→ TEXTE EXTRAIT
######

Un troisième groupe de médias est Display Connectors SL, dont l'actionnaire majoritaire est le Catalan Toni Casis. Cette société gère plus de cent journaux dans le monde entier, dont The Independent (Royaume-Uni), La Stampa (Italie), Clarín (Argentine), El Comercio (Pérou), O Estado de São Paulo (Brésil), La Gazzetta dello Sport (Italie), Metro International y Público (Espagne), Daily Mirror (Royaume-Uni), etc. En Espagne, il gère également le journal en ligne Público.es, d'accès libre, avec près de 7,6 millions de visites par mois.
Pour conclure sur ce point, disons que Podemos a le soutien de Hispan TV, l'édition en espagnol d'IRIB, la chaîne de TV officielle iranienne. Pablo Iglesias a un programme dans ce canal (Fort Apache).
L'élimination de la démocratie interne
D'autre part, la direction de Podemos, avec Pablo Iglesias à la tête, est en train de liquider la démocratie interne du parti. C'est ce que dénonce un article publié sur le site d’Izquierda Anticapitalista, une organisation (membre de l'organisation internationale connue sous le nom de Secrétariat unifié de la Quatrième Internationale – SU) qui a fait la promotion de Podemos depuis la fondation de ce mouvement.
L'article (écrit par un militant de Madrid, un travailleur de la santé) indique que « Pablo Iglesias (PI) a nommé personnellement les 62 membres qui composent maintenant le CC, et les 10 de la Commission de Garanties », et qu'il est en train de choisir arbitrairement les secrétaires généraux régionaux et plusieurs candidatures. L'auteur y ajoute que « les vraies décisions se prennent en haut et s'exécutent en bas », et que ce manque de démocratie se manifeste dans « un programme en voie d'adaptation à la logique des marchés, ''réaliste et pragmatique'' selon PI ».[2]
Le programme de Podemos est-il « réformiste » ou pro-impérialiste ?
Un élément central pour définir le caractère d'une organisation politique est l'analyse de son programme, à savoir, les mesures qu’elle a l'intention d'appliquer si elle accède au gouvernement. Nous suivons en cela l'approche de notre maître à penser Léon Trotsky, qui affirmait qu'« un parti se définit tout d'abord par son programme ».

######

→ MATÉRIEL FOURNI
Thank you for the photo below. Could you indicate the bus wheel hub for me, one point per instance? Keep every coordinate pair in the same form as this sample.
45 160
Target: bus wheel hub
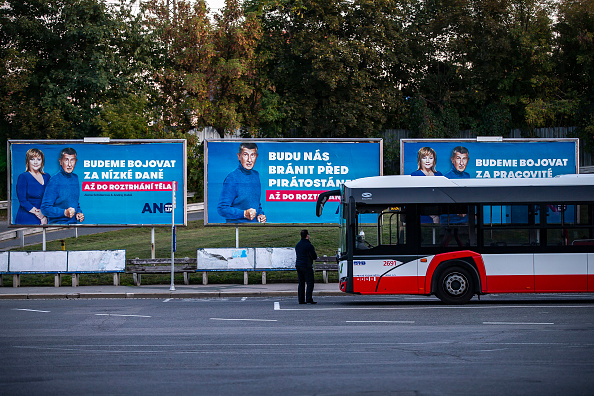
455 284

######

→ PROBLÈME COURT 1
D'après l'extrait sur Podemos, combien de membres du CC Pablo Iglesias a-t-il nommés personnellement ?
→ PROBLÈME COURT 2
Réécrivez tout le passage de l'extrait sur Podemos allant de « L'élimination de la » jusqu'à « de ce mouvement. », en remplaçant « démocratie interne » par « démocratie de base ».
→ PROBLÈME COURT 3
Poursuivez l'extrait sur Podemos à partir de l'endroit où il s'arrête.

→ RÉPONSE À L'EXERCICE 1
Il en a nommé 62.

→ RÉPONSE À L'EXERCICE 2
L'élimination de la démocratie de base
D'autre part, la direction de Podemos, avec Pablo Iglesias à la tête, est en train de liquider la démocratie de base du parti. C'est ce que dénonce un article publié sur le site d’Izquierda Anticapitalista, une organisation (membre de l'organisation internationale connue sous le nom de Secrétariat unifié de la Quatrième Internationale – SU) qui a fait la promotion de Podemos depuis la fondation de ce mouvement.

→ RÉPONSE À L'EXERCICE 3
Une analyse du programme de Podemos montre que, loin d'être « réformiste progressiste », il est en fait profondément pro-impérialiste. Le point 1.3 s’intitule Conversion de la BCE en une institution démocratique pour le développement économique des pays. Au point 4.1 (Promotion de la participation) est proposée la « création d'un Commissariat de Participation à la Commission européenne, proposé et élu par le Parlement européen... » Au point 5.1 (Abrogation du traité de Lisbonne) est avancée la « refondation des institutions de l'UE ».[3]
En d'autres termes, la politique de Podemos est la « démocratisation » de l'UE et de la BCE. Il faut se rappeler que l'UE (et ses institutions) et la BCE se trouvent au cœur de la structure politique et financière montée par les pays impérialistes d'Europe (Allemagne en tête), visant à attaquer l’ensemble des conquêtes des travailleurs et des masses européennes et à exploiter les pays membres les plus faibles.
Ajoutons à cela le fait que l'UE et la BCE forment, avec le FMI, la « troïka » qui impose et contrôle les féroces plans d'ajustement en Espagne et en Grèce. Il ne manque plus à Podemos que de demander la « démocratisation » du FMI pour que son programme s’ordonne autour d'une « troïka démocratisée ». Il n'y a aucune possibilité de « démocratiser » ou de « réformer » ces outils impérialistes. Ils sont et seront toujours des armes contre les travailleurs et les masses.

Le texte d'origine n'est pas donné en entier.